**Aim of the task:**
The task calls for every line of the data to be retyped exactly.

(Saved entries)
■ ■ ■ ■ ■
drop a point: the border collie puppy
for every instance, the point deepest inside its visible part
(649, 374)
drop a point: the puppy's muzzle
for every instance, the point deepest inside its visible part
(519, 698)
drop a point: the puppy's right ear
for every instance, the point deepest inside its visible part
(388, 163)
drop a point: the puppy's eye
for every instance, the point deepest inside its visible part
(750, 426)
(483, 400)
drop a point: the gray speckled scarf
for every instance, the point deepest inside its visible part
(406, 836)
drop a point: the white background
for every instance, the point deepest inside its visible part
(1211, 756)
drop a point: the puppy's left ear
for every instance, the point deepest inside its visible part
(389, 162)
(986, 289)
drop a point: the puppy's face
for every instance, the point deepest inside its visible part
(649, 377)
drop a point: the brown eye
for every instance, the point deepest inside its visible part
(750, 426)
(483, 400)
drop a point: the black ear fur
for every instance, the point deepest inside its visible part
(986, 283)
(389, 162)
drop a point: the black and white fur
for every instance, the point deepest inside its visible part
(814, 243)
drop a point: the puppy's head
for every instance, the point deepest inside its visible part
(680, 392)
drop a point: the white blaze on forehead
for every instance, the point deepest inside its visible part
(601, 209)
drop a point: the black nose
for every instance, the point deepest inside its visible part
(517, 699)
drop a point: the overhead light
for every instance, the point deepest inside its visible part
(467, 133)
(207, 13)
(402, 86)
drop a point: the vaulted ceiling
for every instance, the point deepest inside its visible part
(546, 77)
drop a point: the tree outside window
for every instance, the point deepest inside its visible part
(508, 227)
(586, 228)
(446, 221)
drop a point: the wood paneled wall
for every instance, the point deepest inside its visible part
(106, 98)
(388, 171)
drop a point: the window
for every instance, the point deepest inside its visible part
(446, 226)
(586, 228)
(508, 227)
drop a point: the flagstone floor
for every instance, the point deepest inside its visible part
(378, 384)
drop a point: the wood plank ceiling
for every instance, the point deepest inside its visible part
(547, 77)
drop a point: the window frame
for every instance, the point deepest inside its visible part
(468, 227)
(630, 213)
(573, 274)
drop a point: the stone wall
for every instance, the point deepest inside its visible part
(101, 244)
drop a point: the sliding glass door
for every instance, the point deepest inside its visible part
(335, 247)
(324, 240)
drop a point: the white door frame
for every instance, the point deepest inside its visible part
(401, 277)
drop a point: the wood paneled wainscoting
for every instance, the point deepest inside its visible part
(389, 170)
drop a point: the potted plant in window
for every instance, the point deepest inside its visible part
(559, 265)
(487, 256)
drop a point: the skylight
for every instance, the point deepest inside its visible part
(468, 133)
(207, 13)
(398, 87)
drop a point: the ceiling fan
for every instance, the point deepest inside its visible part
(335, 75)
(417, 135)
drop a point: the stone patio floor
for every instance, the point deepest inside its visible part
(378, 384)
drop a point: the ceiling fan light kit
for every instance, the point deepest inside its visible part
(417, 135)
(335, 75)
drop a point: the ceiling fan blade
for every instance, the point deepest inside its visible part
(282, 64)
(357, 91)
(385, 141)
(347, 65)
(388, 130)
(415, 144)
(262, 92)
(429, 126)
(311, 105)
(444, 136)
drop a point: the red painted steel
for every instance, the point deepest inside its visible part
■ ■ ■ ■ ■
**Finished task:**
drop a point: the border collie puppy
for every instance, the point deepest inside its visible part
(649, 374)
drop a point: the puppy's muzzle
for every instance, the point deepest inside its visible part
(519, 698)
drop a point: the puppy's right ear
for every instance, the point deepest inside its visible part
(388, 163)
drop a point: the puppy's eye
for every instance, the point deepest inside its visible part
(750, 426)
(483, 400)
drop a point: the gray speckled scarf
for every instance, the point deepest inside its visible part
(406, 836)
drop a point: the white background
for every instance, the point deepest inside its visible part
(1211, 756)
drop a point: the puppy's left ear
for every instance, the point deepest inside its visible part
(389, 162)
(986, 289)
drop a point: the puppy's face
for every instance, the point deepest inside its visible part
(649, 377)
drop a point: the brown eye
for every instance, the point deepest inside its visible part
(750, 426)
(483, 400)
drop a point: the black ear fur
for every instance, the point deepest inside its visible part
(986, 283)
(389, 162)
drop a point: the black and white fur
for every instance, the point deepest inside its visible part
(814, 243)
drop a point: the puppy's head
for every instance, the point deepest inside its visible part
(680, 392)
drop a point: the white blaze on forehead
for every instance, the point deepest inside its visible part
(601, 209)
drop a point: the black nose
for every instance, the point deepest inside its visible part
(517, 699)
drop a point: the overhead light
for every instance, the point deepest inside its visible part
(467, 133)
(207, 13)
(402, 86)
drop a point: the vaulted ceiling
for every instance, the point deepest inside its visible part
(546, 77)
drop a point: the tree outside window
for every instance, the point deepest inside its visible part
(508, 227)
(586, 228)
(446, 221)
drop a point: the wood paneled wall
for every instance, the point deepest inside its visible part
(106, 98)
(388, 171)
drop a point: the window
for every instance, the point deepest inside its visible part
(446, 226)
(586, 228)
(508, 227)
drop a point: the flagstone floor
for every instance, the point deepest inside its visible part
(378, 384)
drop a point: the wood plank ceiling
for every instance, the point deepest inside its visible part
(547, 77)
drop a point: the window frame
for every instance, the point deepest inside its visible part
(468, 227)
(630, 213)
(573, 274)
drop a point: the stone wall
for every instance, the point deepest inside its visible part
(101, 244)
drop a point: the sliding glass door
for every instance, the point deepest inside its visible part
(335, 247)
(324, 240)
drop a point: the white door frame
for every instance, the point deepest inside its visible part
(401, 277)
drop a point: the wood paneled wainscoting
for every instance, the point deepest inside its visible part
(389, 170)
drop a point: the potted plant in window
for every instance, the point deepest inside its visible part
(559, 265)
(487, 256)
drop a point: the skylight
for every instance, the point deepest inside its visible part
(468, 133)
(207, 13)
(398, 87)
drop a point: the ceiling fan
for every instance, the point deepest inside its visible part
(335, 75)
(417, 135)
drop a point: the stone patio floor
for every instance, the point deepest inside its visible part
(378, 384)
drop a point: the ceiling fan light kit
for every instance, the point deepest inside its visible part
(417, 135)
(335, 75)
drop a point: the ceiling fan blade
for every instance, the point deepest inside its visible part
(282, 64)
(357, 91)
(385, 141)
(347, 65)
(388, 130)
(415, 144)
(262, 92)
(429, 126)
(311, 105)
(444, 136)
drop a point: the red painted steel
for every instance, the point deepest inside its visible part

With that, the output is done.